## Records

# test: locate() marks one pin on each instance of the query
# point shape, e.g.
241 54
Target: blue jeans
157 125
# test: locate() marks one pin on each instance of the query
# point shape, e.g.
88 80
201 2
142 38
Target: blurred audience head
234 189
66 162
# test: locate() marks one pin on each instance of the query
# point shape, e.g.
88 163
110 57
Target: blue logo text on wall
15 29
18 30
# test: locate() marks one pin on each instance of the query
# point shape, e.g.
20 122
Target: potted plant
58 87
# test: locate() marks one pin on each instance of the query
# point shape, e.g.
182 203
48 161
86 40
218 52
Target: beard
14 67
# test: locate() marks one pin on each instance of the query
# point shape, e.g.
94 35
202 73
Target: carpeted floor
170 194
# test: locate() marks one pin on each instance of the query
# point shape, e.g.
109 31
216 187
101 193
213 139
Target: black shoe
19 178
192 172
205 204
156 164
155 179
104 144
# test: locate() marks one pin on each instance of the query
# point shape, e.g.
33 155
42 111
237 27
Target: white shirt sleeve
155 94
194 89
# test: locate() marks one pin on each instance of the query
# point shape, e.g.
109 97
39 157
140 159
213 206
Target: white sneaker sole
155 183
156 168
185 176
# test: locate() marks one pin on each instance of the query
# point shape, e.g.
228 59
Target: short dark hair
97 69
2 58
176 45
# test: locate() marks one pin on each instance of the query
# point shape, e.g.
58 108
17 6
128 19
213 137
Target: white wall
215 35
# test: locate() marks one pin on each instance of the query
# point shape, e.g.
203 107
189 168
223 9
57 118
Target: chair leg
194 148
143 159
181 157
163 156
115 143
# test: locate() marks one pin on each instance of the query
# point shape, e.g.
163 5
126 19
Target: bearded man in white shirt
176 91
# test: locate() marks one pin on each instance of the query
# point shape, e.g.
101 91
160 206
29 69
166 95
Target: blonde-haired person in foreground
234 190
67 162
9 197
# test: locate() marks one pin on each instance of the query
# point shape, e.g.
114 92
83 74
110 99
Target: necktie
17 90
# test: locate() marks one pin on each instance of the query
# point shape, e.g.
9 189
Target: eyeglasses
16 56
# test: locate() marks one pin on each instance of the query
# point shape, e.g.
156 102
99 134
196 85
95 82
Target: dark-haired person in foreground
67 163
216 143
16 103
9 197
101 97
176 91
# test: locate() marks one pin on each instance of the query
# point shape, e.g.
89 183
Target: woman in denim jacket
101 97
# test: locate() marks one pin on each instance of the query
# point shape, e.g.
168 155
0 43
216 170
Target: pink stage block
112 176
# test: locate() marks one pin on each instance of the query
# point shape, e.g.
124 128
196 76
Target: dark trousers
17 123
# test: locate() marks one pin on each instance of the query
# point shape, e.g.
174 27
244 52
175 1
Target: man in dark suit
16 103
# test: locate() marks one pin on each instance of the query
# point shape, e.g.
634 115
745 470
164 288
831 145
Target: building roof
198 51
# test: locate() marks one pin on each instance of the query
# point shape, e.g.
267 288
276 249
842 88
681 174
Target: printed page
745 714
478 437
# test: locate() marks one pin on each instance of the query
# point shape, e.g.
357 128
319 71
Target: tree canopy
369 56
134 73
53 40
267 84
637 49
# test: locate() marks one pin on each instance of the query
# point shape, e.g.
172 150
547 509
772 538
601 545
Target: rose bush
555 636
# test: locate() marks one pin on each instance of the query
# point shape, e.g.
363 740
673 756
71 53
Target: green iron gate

## Task to complete
Copy out the whole listing exactly.

## Task result
# test: locate() marks one pin on each instance of the query
# point shape, e.g.
241 54
Target: blue jeans
157 125
# test: locate() marks one pin on each instance of the query
# point shape, e.g.
88 80
201 2
142 38
Target: blurred audience head
234 189
66 162
# test: locate() marks one pin on each instance of the query
# point shape, e.g.
88 163
110 57
Target: blue logo text on wall
15 29
18 30
# test: locate() marks one pin on each instance of the query
# point shape, e.g.
20 122
Target: potted plant
58 87
# test: locate() marks one pin on each instance of the query
# point shape, e.g.
182 203
48 161
86 40
218 52
Target: beard
14 67
# test: locate() marks one pin on each instance of the query
# point shape, e.g.
94 35
202 73
Target: carpeted floor
170 194
# test: locate() marks one pin on each instance of the query
# point shape, e.g.
109 31
216 187
101 193
213 139
Target: black shoe
19 178
192 172
205 204
156 164
155 179
104 144
# test: locate() marks one pin on each instance of the query
# point shape, e.g.
33 155
42 111
237 27
Target: white shirt sleeve
155 94
194 89
# test: locate() marks one pin on each instance of the query
# point shape, e.g.
109 97
39 157
140 159
213 206
Target: white sneaker sole
155 183
156 168
185 176
# test: locate() marks one pin on each instance of the query
# point shape, e.g.
228 59
Target: short dark hair
97 69
2 58
176 45
# test: locate() marks one pin on each instance of the query
# point shape, e.g.
58 108
17 6
128 19
213 137
Target: white wall
215 35
# test: locate() marks one pin on each instance of the query
# point shape, e.g.
203 107
189 168
223 9
57 118
Target: chair leg
194 148
143 159
181 157
163 156
115 143
# test: locate() marks one pin on each instance of the query
# point shape, e.g.
163 5
126 19
Target: bearded man in white shirt
176 91
# test: locate() marks one pin on each instance of the query
# point shape, e.g.
101 91
160 206
29 69
166 95
Target: blonde-haired person in foreground
234 190
67 162
9 197
# test: locate() marks one pin on each instance of the query
# point shape, e.g.
114 92
83 74
110 99
Target: necktie
17 90
# test: locate() marks one pin on each instance of the query
# point shape, e.g.
9 189
Target: eyeglasses
16 56
# test: locate() marks one pin on each instance of the query
# point shape, e.g.
156 102
99 134
196 85
95 82
Target: dark-haired person in foreground
67 163
216 143
16 103
9 197
101 97
176 91
# test: locate() marks one pin on each instance of the query
# point shape, e.g.
89 183
Target: woman in denim jacket
101 97
# test: locate() marks one pin on each instance of the query
# point shape, e.g.
168 155
0 43
216 170
Target: pink stage block
112 176
# test: locate() marks one pin on each instance of the query
# point shape, e.g.
124 128
196 76
Target: dark trousers
17 123
# test: locate() marks one pin on each instance of the query
# point shape, e.g.
174 27
244 52
175 1
Target: man in dark suit
16 103
# test: locate() marks one pin on each instance of the query
# point shape, e.g.
634 115
745 470
164 288
831 145
Target: building roof
198 51
# test: locate() marks one pin on each instance of the query
# point shape, e.g.
267 288
276 249
842 88
681 174
Target: printed page
745 714
478 437
# test: locate() marks one pin on each instance of the query
# point shape, e.g.
357 128
319 71
Target: tree canopy
369 56
134 73
53 40
267 84
637 49
# test: locate() marks one pin on each instance of the query
# point shape, e.g.
172 150
547 509
772 538
601 545
Target: rose bush
555 636
# test: locate() marks one pin on each instance of the query
# point shape, e.g.
363 740
673 756
71 53
Target: green iron gate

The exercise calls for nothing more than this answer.